• Description of the task:
Copy the listing below with every "rough mask" changed to "coarse mask" and nothing else altered.

*** Begin section ***

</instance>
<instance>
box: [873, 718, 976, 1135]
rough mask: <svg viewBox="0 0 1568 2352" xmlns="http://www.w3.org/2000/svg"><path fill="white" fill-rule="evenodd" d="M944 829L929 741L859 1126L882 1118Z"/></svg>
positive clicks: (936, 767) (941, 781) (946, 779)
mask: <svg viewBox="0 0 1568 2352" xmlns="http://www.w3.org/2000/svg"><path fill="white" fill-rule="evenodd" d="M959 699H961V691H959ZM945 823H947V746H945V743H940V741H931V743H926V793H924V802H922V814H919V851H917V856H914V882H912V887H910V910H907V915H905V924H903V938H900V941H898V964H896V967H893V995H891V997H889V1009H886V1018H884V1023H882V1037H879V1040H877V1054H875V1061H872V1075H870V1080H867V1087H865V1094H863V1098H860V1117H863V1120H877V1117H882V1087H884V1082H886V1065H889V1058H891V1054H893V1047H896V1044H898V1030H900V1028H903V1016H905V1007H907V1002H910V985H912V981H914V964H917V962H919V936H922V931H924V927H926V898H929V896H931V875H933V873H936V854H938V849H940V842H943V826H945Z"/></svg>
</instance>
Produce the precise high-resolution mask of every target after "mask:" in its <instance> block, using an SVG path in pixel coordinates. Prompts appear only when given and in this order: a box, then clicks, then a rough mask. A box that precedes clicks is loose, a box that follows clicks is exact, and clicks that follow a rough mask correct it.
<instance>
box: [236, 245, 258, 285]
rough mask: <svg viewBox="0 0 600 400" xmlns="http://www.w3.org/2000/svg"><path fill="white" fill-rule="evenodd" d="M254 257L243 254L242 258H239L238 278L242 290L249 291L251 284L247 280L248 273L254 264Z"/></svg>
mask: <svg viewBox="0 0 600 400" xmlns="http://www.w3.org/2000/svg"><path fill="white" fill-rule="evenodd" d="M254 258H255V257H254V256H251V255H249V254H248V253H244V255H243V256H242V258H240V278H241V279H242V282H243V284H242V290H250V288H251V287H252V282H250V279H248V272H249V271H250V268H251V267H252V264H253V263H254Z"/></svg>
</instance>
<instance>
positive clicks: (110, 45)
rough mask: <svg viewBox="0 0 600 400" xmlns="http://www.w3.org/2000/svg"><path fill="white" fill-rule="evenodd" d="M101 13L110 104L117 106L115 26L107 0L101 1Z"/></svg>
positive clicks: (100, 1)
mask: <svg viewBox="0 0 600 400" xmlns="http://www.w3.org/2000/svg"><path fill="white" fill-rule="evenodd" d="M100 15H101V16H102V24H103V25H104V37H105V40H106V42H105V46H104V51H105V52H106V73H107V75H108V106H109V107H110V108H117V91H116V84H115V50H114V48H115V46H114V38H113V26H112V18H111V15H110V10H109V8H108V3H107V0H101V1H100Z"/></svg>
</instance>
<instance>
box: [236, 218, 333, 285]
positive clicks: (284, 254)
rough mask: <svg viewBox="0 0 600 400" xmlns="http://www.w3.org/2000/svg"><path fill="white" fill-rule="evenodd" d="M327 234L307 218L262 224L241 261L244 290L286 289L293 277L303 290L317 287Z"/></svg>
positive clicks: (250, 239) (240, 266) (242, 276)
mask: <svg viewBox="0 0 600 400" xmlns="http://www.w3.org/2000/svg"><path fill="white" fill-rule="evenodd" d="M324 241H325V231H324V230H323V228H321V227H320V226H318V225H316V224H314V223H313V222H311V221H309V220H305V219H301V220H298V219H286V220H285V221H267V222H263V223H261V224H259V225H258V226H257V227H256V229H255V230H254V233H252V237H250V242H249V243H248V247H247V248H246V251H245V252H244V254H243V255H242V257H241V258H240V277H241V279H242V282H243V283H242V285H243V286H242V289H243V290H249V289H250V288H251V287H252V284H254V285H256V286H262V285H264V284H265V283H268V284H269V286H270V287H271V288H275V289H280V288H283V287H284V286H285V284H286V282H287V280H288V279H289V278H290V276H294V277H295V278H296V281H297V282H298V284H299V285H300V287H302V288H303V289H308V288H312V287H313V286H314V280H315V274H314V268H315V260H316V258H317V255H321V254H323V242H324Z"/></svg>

*** End section ***

• Response for this exercise:
</instance>
<instance>
box: [873, 718, 976, 1135]
coarse mask: <svg viewBox="0 0 1568 2352" xmlns="http://www.w3.org/2000/svg"><path fill="white" fill-rule="evenodd" d="M944 829L929 741L859 1126L882 1118Z"/></svg>
positive clicks: (936, 767) (941, 781) (946, 779)
mask: <svg viewBox="0 0 1568 2352" xmlns="http://www.w3.org/2000/svg"><path fill="white" fill-rule="evenodd" d="M959 699H961V691H959ZM945 823H947V746H945V743H940V741H931V743H926V793H924V802H922V814H919V851H917V856H914V882H912V887H910V910H907V915H905V924H903V938H900V941H898V964H896V967H893V995H891V997H889V1009H886V1018H884V1023H882V1037H879V1040H877V1054H875V1061H872V1075H870V1080H867V1087H865V1094H863V1098H860V1117H863V1120H877V1117H882V1087H884V1082H886V1065H889V1058H891V1054H893V1047H896V1044H898V1030H900V1028H903V1016H905V1007H907V1002H910V985H912V981H914V964H917V962H919V936H922V931H924V927H926V898H929V896H931V875H933V873H936V854H938V849H940V842H943V826H945Z"/></svg>
</instance>
Produce the precise high-resolution mask of every target after "mask:" in its <instance> block, using an SVG path in pixel coordinates. Prompts appear only when given and in this order: a box, then clicks, then a coarse mask. A box that precedes clicks is loose, a box that follows clicks is exact, and clicks that follow a coarse mask correct it.
<instance>
box: [236, 245, 258, 285]
coarse mask: <svg viewBox="0 0 600 400" xmlns="http://www.w3.org/2000/svg"><path fill="white" fill-rule="evenodd" d="M254 257L243 254L242 258H239L238 278L242 290L249 291L251 284L247 280L248 273L254 264Z"/></svg>
mask: <svg viewBox="0 0 600 400" xmlns="http://www.w3.org/2000/svg"><path fill="white" fill-rule="evenodd" d="M254 258H255V257H254V256H251V255H249V254H248V253H244V255H243V256H242V258H240V278H241V279H242V282H243V284H242V290H250V288H251V287H252V282H250V279H248V272H249V271H250V268H251V267H252V264H253V263H254Z"/></svg>
</instance>
<instance>
positive clicks: (110, 45)
coarse mask: <svg viewBox="0 0 600 400" xmlns="http://www.w3.org/2000/svg"><path fill="white" fill-rule="evenodd" d="M101 13L110 104L117 106L115 26L107 0L101 1Z"/></svg>
positive clicks: (100, 1)
mask: <svg viewBox="0 0 600 400" xmlns="http://www.w3.org/2000/svg"><path fill="white" fill-rule="evenodd" d="M100 15H101V16H102V24H103V25H104V37H105V40H106V42H105V46H104V51H105V52H106V73H107V75H108V106H109V107H110V108H117V91H116V84H115V50H114V48H115V46H114V38H113V26H112V18H111V15H110V10H109V8H108V3H107V0H101V1H100Z"/></svg>
</instance>
<instance>
box: [236, 218, 333, 285]
positive clicks: (284, 254)
coarse mask: <svg viewBox="0 0 600 400" xmlns="http://www.w3.org/2000/svg"><path fill="white" fill-rule="evenodd" d="M327 234L307 218L262 224L241 261L244 290L286 289L293 277L303 290L317 287Z"/></svg>
positive clicks: (250, 239) (240, 266) (242, 276)
mask: <svg viewBox="0 0 600 400" xmlns="http://www.w3.org/2000/svg"><path fill="white" fill-rule="evenodd" d="M324 241H325V231H324V230H323V228H321V227H320V226H318V225H316V224H314V223H313V222H311V221H309V220H305V219H301V220H298V219H286V220H285V221H267V222H263V223H261V224H259V225H258V226H257V227H256V229H255V230H254V233H252V237H250V242H249V243H248V247H247V248H246V251H245V252H244V254H243V255H242V257H241V258H240V277H241V279H242V282H243V283H242V285H243V286H242V289H243V290H249V289H250V288H251V287H252V284H254V285H256V286H262V285H264V284H265V283H268V284H269V286H270V287H271V288H275V289H280V288H283V287H284V286H285V284H286V282H287V280H288V279H289V278H290V276H294V277H295V278H296V281H297V282H298V284H299V285H300V287H302V288H303V289H308V288H312V287H313V286H314V280H315V274H314V268H315V260H316V258H317V255H321V254H323V242H324Z"/></svg>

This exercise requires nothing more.